--- Start of GIVEN RECORDS ---
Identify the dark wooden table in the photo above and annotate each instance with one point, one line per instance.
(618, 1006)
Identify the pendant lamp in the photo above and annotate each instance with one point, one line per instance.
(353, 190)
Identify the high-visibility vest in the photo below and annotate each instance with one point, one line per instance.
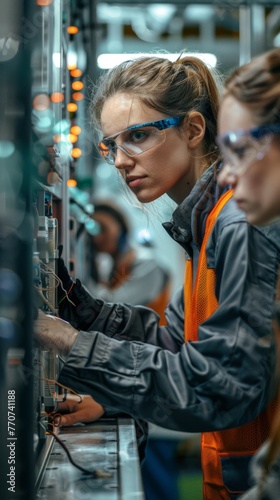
--- End of GIVEN RECORDS ---
▸ EXERCISE DETAILS: Reproduce every line of all the items above verbatim, leaving the pictures out of your answer.

▸ RESULT OF THIS TASK:
Identify the dark wooden table in the photo above and annotate each instance with one point, one line per instance.
(618, 1006)
Identify the pendant lamp in the photo above and annotate each instance with one point, one line per instance.
(353, 190)
Identify the high-visibility vest in the photo below and annotate each instance with one point, one line per instance.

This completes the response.